_SELECTED EXTRACT_.

It also supports animated gifs. Try that in Word...

animated gif of the unnamed blue button

note

SVG images created in draw.io throw warnings on build (althought they render just fine.) This is an open issue in the image-size module. Potential solution is to convert them to .png because there aren't that many.

Conversion of Word to Markdown

A .docx file is a container that holds a bunch of information, including text, formatting, and images. In our documentation site, we want these elements separated. Unfortunately, that means you can’t just export existing Word docs to markdown. There may be faster or more efficient ways to do this, but I used a command-line conversion tool called Pandoc, which can extract the text and some of the formatting from a .docx file to a .md file. And since the .docx file container is just a zip compressed file, it’s possible to extract the images all at once, and with trackable filenames.

note

As of December 2022, all existing Ceres 5 documentation has been converted to markdown

tip

If you're having issues with something in markdown, you can test how it renders in the MDX Playground

Pandoc

To convert AccountSchedulesOverview.docx to a .md file with the closest appropriate markup, use the following command. It’s going from docx format to github flavored markup, output to account-schedules-overview.md.

pandoc --shift-heading-level-by=1 --wrap=none --extract-media=. -f docx -t gfm -o inventory-process-flows.md InventoryProcessFlows.docx

The wrap flag is set to none so that each paragraph lives on its own line in the markdown file. This speeds up input and editing significantly, as you no longer need to clean up all the arbitrary blockquotes.
The extract-media flag gets the images from the media folder within the .docx document.
The shift-heading-level-by flag moves all headings down by one, as the first heading (h1) is always the title in markdown.

_WORK INSTRUCTIONS_.
In the passage above on converting Word documents to Markdown, retype the portion that begins with "Conversion of Word" and ends after "with trackable filenames.", reproducing it word for word.

Shape annotation entries:
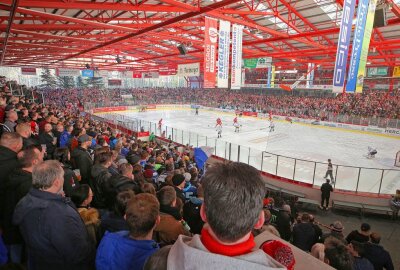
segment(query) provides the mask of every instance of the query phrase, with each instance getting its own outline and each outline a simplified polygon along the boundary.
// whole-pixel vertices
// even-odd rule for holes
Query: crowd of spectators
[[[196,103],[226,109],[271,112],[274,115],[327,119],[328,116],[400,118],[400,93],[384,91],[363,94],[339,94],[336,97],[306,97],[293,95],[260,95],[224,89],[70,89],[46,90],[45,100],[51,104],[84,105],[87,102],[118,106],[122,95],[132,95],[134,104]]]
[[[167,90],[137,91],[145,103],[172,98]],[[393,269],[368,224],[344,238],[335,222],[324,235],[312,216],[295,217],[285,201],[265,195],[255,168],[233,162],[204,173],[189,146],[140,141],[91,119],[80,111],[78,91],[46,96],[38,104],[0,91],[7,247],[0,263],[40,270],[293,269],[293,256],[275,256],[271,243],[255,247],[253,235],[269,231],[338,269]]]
---
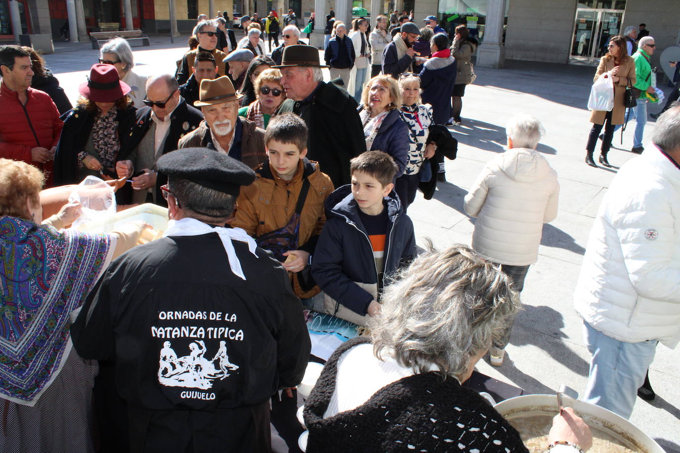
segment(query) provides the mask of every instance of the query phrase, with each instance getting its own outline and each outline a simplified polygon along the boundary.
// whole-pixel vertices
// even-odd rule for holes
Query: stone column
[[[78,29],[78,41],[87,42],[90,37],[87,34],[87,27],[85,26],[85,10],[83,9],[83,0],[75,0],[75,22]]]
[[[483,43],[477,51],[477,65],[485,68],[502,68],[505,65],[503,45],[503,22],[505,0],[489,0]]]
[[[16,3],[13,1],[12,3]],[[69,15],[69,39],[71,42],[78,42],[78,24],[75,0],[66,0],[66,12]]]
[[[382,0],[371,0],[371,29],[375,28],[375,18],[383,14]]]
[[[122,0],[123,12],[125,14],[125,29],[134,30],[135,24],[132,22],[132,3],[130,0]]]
--
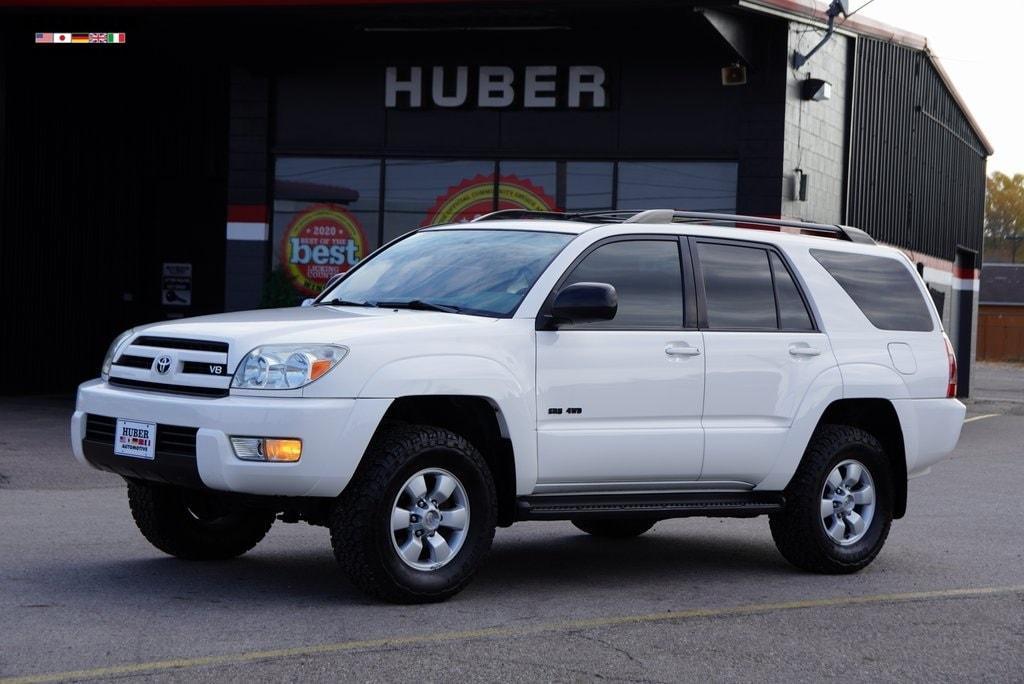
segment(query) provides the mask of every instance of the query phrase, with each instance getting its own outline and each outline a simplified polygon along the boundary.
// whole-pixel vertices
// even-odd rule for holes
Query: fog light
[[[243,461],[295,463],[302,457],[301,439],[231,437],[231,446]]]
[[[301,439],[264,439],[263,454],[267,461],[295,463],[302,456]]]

_REPLY_.
Conversion of Word to Markdown

A .docx file is a container that holds a bunch of information, including text, formatting, and images. In our documentation site, we want these elements separated. Unfortunately, that means you can’t just export existing Word docs to markdown. There may be faster or more efficient ways to do this, but I used a command-line conversion tool called Pandoc, which can extract the text and some of the formatting from a .docx file to a .md file. And since the .docx file container is just a zip compressed file, it’s possible to extract the images all at once, and with trackable filenames.